Print the material below verbatim, line for line, with nothing changed.
+++
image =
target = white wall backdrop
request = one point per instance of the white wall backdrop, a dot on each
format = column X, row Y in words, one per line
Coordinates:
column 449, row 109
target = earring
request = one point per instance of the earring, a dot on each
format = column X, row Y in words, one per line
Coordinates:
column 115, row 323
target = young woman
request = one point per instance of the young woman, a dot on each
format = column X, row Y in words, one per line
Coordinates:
+++
Finished answer =>
image =
target = white wall backdrop
request = one point per instance of the white wall backdrop, a dot on each
format = column X, row Y in words, one per line
Coordinates:
column 449, row 109
target = earring
request = one point per instance of the earring, a dot on each
format = column X, row Y in words, one per line
Coordinates:
column 115, row 323
target = young woman
request = one point per instance of the young woman, a dot on each
format = column X, row Y in words, one per line
Coordinates:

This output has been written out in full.